━━━━━ DATASET ENTRIES ━━━━━

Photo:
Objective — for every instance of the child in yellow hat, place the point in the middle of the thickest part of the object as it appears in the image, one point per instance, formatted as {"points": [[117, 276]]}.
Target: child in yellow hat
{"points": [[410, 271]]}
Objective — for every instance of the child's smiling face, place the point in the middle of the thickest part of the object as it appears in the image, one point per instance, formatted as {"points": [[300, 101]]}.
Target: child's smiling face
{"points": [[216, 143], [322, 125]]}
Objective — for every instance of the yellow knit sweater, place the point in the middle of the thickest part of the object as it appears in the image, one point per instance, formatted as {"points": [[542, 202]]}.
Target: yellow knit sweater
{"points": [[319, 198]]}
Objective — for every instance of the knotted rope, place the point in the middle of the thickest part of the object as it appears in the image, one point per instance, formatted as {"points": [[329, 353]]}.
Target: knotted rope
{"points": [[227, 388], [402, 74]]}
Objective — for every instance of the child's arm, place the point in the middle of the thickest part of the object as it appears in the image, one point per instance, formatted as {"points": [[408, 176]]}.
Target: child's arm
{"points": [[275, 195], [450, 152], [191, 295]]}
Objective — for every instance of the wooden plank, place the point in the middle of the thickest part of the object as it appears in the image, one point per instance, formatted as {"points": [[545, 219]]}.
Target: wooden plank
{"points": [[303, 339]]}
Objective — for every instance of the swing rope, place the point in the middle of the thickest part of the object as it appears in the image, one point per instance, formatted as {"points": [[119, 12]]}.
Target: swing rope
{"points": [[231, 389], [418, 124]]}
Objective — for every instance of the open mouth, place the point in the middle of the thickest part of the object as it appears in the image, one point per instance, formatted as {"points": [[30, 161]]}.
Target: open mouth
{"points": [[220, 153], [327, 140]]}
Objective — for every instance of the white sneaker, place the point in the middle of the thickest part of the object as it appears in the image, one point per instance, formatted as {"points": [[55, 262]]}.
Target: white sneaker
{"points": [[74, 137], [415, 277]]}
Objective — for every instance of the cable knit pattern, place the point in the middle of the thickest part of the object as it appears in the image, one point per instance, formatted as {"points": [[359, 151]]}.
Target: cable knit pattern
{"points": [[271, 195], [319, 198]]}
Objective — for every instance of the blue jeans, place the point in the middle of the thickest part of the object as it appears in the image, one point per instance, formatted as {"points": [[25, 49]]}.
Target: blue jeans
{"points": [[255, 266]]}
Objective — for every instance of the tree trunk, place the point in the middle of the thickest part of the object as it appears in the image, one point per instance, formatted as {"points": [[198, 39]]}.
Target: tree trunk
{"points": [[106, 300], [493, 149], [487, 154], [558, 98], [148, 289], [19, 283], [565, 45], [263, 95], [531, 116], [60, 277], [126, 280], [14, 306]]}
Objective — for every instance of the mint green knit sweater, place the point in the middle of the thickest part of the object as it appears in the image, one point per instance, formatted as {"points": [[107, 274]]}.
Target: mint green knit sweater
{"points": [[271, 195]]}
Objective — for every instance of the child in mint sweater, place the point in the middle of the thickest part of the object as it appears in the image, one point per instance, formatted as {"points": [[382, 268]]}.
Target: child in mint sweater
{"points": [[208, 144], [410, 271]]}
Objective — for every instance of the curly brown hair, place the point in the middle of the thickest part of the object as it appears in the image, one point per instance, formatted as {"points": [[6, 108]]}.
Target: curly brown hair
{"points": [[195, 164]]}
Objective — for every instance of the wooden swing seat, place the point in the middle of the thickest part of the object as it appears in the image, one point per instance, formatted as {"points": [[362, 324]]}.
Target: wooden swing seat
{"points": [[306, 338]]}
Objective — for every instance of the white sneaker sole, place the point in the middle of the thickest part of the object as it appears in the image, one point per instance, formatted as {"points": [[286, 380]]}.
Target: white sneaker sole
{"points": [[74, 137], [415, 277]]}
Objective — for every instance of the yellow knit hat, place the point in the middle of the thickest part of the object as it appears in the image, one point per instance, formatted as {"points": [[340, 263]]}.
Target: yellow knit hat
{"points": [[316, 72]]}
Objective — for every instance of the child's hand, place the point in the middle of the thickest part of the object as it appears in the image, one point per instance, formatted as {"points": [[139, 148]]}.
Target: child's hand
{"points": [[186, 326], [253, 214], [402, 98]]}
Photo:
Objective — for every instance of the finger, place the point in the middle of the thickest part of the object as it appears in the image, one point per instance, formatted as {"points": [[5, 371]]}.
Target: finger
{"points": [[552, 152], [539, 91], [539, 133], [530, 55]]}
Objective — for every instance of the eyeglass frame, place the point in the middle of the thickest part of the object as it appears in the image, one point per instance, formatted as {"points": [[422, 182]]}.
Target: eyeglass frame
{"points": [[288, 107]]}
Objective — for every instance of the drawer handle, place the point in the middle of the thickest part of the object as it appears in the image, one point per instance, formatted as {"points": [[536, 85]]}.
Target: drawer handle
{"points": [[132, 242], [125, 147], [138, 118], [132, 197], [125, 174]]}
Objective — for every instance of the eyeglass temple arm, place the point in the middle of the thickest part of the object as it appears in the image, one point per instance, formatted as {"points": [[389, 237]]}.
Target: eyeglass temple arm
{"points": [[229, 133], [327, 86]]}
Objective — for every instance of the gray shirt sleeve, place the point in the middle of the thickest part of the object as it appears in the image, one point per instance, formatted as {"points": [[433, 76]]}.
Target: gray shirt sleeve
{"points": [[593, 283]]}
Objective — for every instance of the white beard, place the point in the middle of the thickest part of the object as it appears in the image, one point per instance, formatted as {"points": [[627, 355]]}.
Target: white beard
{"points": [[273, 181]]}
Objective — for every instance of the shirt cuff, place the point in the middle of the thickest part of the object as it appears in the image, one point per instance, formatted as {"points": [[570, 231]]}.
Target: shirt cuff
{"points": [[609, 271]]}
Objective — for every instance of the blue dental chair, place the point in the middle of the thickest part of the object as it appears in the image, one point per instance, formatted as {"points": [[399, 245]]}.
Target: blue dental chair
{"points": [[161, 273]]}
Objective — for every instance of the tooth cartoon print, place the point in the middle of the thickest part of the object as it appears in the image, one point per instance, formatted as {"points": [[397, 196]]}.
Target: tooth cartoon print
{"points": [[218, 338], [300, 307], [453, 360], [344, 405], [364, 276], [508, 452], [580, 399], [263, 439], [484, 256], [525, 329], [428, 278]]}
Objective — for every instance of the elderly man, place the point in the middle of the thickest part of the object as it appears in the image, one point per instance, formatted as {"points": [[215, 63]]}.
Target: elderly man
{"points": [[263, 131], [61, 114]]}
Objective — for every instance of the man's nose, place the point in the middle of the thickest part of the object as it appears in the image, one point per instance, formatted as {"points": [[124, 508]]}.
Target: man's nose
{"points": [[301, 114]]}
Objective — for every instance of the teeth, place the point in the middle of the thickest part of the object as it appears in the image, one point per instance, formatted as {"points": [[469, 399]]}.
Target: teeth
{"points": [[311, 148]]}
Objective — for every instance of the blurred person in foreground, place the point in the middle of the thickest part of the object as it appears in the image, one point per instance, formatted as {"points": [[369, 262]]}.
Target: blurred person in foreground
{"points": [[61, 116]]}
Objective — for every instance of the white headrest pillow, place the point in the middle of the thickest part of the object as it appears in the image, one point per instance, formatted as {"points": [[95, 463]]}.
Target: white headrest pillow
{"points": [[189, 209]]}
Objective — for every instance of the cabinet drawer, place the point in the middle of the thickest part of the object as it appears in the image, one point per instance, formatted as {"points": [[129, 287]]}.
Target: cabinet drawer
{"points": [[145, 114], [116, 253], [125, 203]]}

━━━━━

▶ _WHAT TO DO_
Give again, word for word, the lines of the listing, starting at its first line and ending with the line containing "Objective — for every instance of the open".

▶ _EXERCISE SOLUTION_
Photo:
Objective — for every instance of the child in yellow hat, place the point in the middle of the thickest part of the object as it appears in the image, one point per instance, formatted as {"points": [[117, 276]]}.
Target: child in yellow hat
{"points": [[410, 271]]}
Objective — for every instance of the child's smiling face, place the point in the middle of the thickest part of the object as it appears in the image, one point per instance, formatted as {"points": [[300, 101]]}.
Target: child's smiling face
{"points": [[216, 143], [322, 125]]}
Objective — for every instance of the yellow knit sweater, place the point in the middle of the thickest part of the object as it appears in the image, one point per instance, formatted as {"points": [[542, 202]]}.
Target: yellow knit sweater
{"points": [[319, 198]]}
Objective — for every instance of the knotted rope, place the point in the middle of the thickest part of the object as it appears in the image, one point per instance, formatted as {"points": [[329, 353]]}.
Target: knotted rope
{"points": [[227, 388], [402, 74]]}
Objective — for every instance of the child's arm, place the point in the middle of the thickest part of the object as it appears in the image, one point per instance, formatted as {"points": [[408, 176]]}.
Target: child's arm
{"points": [[275, 195], [450, 152], [191, 295]]}
Objective — for every instance of the wooden plank, place the point in the middle of the thickest part of the object as it appears in the image, one point per instance, formatted as {"points": [[545, 219]]}.
Target: wooden plank
{"points": [[303, 339]]}
Objective — for every instance of the swing rope, place the point in the middle of the thickest part of the object as it appears in the image, one point per instance, formatted as {"points": [[119, 12]]}.
Target: swing rope
{"points": [[231, 389], [418, 124]]}
Objective — for every instance of the open mouth, place the point in the middle of the thickest part of the object as it appears in the image, one point per instance, formatted as {"points": [[30, 161]]}.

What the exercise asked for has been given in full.